本文:
··········

聖徳太子記事関連まとめ (その2)

聖徳太子記事関連まとめ - 国家鮟鱇
ここに書いた俺の推理を、日本書紀の編纂者視点で再構成すると以下のようになる。


日本書紀の原史料には、「推古天皇の伝記」と「聖徳太子の伝記」があった。
・「推古天皇の伝記」には「先帝」が任那復興・新羅出兵計画を立てた途端に病で急死したとあった。
・「聖徳太子の伝記」には「先帝」が仏教に帰依した途端に病で急死したとあった。
・「推古天皇の伝記」では「先帝」は推古の夫であり、「聖徳太子の伝記」では太子の父であった。
・「先帝」が同一人物だとすると、推古は太子の母ということになるが、「聖徳太子の伝記」では母が大王であることを窺わせるものは一切なかった。
・したがって「推古天皇の伝記の先帝」と「聖徳太子の伝記の先帝」は別人であるとの結論が導き出された。


・一方、「先帝」と考えられる大王の伝記では、皇位が誰に継承されたのかという具体的なことがわからなかった。
・さらに、宣化天皇推古天皇の間に在位したと思われる大王の伝記は一種類しか存在しなかったが、それでは「先帝」の在位期間が長すぎると考えられ、失われた大王の記録が推測された。
・「先帝の伝記」には似てはいるが細部の異なる異説があり、どちらが「本物」であるか見極めることは困難であった。


・一方、蘇我氏の系譜によると、この時代に稲目と馬子の二人の大臣が存在し、両者の仕えた大王が異なっていることを窺わせる記録もあった。

··········

演習:
本文によると、蘇我氏の系譜ではこの時代に存在した二人の大臣は誰とされているか答えよ。 本文に書かれた内容だけを根拠にすること。

··········

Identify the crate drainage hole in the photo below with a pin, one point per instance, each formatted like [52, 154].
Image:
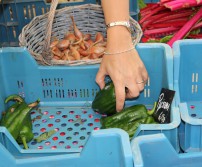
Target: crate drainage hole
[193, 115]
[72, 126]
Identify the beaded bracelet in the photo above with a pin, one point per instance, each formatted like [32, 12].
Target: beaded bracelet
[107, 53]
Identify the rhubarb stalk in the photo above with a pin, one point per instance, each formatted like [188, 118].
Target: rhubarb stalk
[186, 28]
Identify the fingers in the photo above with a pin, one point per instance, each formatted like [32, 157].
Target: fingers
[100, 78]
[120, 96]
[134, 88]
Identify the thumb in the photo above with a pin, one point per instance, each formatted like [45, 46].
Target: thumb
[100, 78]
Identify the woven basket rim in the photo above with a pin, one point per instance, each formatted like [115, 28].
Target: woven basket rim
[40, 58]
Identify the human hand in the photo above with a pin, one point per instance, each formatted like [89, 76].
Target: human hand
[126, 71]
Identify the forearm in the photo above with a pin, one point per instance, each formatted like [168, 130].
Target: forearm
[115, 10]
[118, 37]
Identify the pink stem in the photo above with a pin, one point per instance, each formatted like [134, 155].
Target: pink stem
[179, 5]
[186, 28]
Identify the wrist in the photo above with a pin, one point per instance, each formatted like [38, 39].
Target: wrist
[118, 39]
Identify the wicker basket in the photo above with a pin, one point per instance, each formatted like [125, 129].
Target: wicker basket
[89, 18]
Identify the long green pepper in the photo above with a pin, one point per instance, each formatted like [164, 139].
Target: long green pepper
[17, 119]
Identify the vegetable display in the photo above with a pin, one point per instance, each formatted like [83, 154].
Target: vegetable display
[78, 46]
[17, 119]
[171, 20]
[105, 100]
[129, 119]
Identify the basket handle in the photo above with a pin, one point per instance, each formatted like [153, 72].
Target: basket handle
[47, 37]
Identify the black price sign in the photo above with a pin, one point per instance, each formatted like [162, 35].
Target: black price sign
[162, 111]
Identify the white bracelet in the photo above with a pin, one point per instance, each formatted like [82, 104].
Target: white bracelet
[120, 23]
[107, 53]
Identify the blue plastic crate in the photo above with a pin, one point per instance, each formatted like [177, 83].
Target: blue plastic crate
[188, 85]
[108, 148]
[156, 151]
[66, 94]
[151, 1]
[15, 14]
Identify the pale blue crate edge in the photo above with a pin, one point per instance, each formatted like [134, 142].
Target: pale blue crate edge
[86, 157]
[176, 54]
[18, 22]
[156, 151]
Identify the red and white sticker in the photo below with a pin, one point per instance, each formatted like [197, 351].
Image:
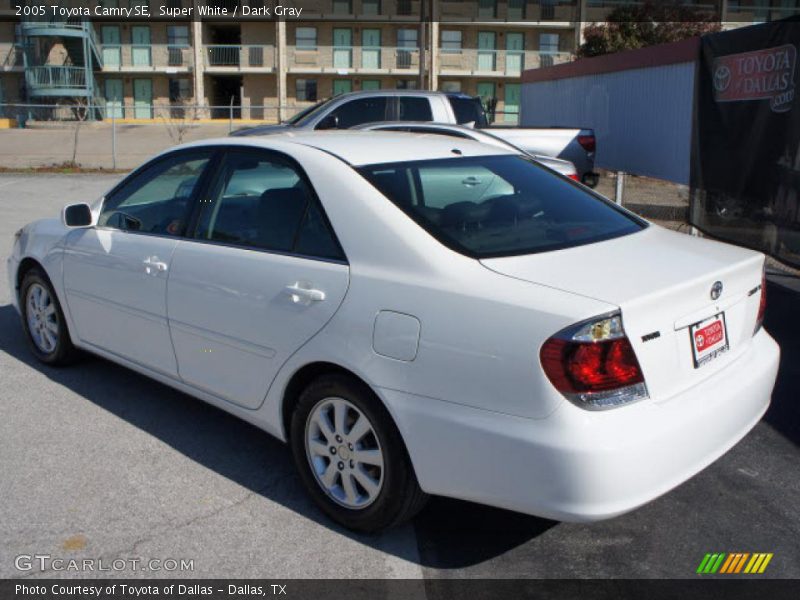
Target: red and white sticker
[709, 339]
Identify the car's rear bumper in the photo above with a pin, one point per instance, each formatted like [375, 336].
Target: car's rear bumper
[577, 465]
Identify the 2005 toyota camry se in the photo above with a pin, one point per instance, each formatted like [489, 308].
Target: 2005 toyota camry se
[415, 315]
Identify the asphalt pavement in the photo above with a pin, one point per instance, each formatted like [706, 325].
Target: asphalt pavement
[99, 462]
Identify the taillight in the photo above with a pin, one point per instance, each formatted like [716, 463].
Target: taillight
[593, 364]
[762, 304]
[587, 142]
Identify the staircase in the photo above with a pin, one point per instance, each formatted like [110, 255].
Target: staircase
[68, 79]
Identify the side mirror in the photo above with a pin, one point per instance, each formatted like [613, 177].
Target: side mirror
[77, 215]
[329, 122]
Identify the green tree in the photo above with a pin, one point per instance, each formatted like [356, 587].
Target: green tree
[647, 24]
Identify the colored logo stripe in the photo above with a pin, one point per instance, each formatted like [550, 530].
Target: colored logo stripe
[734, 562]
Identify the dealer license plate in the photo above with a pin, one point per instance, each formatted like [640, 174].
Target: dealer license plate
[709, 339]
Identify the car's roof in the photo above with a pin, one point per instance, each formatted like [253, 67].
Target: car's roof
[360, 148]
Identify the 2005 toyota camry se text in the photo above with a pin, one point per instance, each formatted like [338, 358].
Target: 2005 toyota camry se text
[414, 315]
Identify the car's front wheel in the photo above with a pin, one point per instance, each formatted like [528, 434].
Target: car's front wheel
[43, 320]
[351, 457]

··········

解答:
稲目と馬子である。